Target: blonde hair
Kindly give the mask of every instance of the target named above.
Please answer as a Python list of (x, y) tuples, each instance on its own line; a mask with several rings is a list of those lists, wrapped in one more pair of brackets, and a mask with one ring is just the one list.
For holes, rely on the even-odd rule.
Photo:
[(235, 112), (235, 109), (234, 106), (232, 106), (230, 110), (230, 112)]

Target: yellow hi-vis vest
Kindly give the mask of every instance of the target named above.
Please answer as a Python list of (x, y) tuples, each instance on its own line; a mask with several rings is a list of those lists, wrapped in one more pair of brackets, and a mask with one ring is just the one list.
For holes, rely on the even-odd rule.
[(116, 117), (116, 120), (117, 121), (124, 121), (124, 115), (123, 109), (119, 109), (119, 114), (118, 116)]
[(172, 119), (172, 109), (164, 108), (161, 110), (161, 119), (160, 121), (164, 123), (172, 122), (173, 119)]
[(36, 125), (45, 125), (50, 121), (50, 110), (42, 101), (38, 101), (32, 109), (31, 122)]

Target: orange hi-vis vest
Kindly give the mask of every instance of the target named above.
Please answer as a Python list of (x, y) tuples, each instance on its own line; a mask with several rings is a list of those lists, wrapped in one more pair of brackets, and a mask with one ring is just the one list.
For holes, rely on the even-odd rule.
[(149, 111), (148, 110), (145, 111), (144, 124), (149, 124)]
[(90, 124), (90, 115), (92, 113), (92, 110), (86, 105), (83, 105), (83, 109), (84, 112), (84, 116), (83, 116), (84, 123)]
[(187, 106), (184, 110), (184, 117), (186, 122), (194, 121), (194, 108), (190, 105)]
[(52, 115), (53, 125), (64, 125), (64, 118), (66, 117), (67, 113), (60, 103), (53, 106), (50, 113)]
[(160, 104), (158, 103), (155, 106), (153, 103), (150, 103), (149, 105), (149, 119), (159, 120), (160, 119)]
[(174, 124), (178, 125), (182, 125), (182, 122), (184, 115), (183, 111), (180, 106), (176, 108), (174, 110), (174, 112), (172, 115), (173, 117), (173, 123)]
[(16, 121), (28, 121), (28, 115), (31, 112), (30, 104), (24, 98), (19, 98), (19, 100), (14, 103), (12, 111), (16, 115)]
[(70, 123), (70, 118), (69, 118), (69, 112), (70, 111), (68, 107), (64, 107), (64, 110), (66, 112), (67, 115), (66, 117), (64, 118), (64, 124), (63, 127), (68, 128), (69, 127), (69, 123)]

EXERCISE AIM: Repeat all of the rows above with every instance of "hi-vis vest" replaced by "reflective vest", leaving everything else unchanged.

RESPONSE FOR THIS EXERCISE:
Target: blonde hair
Kindly give the mask of every instance of the target named above.
Please answer as a Python list of (x, y) tuples, each instance on its own line; a mask with several rings is a list of those lists, wrapped in one more pair of brackets, and a mask with one ring is just the one list.
For holes, rely on the even-odd rule.
Photo:
[(235, 112), (235, 109), (234, 106), (232, 106), (230, 110), (230, 112)]

Target: yellow reflective vest
Kindly give the mask of every instance of the target named above.
Please answer as a Python list of (x, y) tuples, each instance on its own line; a mask with several rings is a list of those lists, wrapped in one more pair of brackets, and a mask with one ring is just the one list.
For holes, rely on the even-odd rule.
[(116, 117), (116, 120), (117, 121), (124, 121), (124, 115), (123, 109), (119, 109), (119, 114), (118, 116)]
[(172, 119), (172, 109), (164, 108), (161, 110), (161, 119), (160, 121), (164, 123), (172, 122), (173, 119)]
[(36, 125), (45, 125), (50, 121), (50, 110), (42, 101), (38, 101), (32, 109), (31, 122)]

Target: orange reflective vest
Kindly give the mask of every instance of the target named above.
Please answer as a Python list of (x, y) tuples, each instance on its own line; a mask with several rings is a list of those lists, wrapped in one more pair of brackets, and a mask with one ring is just the one list.
For holes, rely on the even-odd rule.
[(149, 111), (148, 110), (145, 111), (144, 124), (149, 124)]
[(90, 124), (90, 115), (92, 113), (92, 110), (86, 105), (83, 105), (83, 109), (84, 112), (84, 116), (83, 116), (84, 123)]
[(187, 106), (184, 110), (184, 117), (186, 122), (194, 121), (194, 108), (190, 105)]
[(52, 115), (53, 125), (64, 125), (64, 118), (66, 117), (67, 113), (60, 103), (53, 106), (50, 113)]
[(160, 104), (158, 103), (155, 106), (153, 103), (150, 103), (149, 105), (149, 119), (159, 120), (160, 119)]
[(174, 124), (178, 125), (182, 125), (182, 122), (184, 115), (183, 111), (180, 106), (176, 108), (174, 110), (174, 112), (172, 115), (173, 117), (173, 123)]
[(16, 121), (28, 121), (28, 115), (31, 112), (30, 104), (24, 98), (19, 98), (19, 100), (14, 103), (12, 111), (16, 115)]
[(70, 123), (70, 118), (69, 118), (69, 112), (70, 111), (68, 107), (64, 107), (64, 110), (66, 112), (67, 115), (66, 117), (64, 118), (64, 124), (63, 127), (68, 128), (69, 127), (69, 123)]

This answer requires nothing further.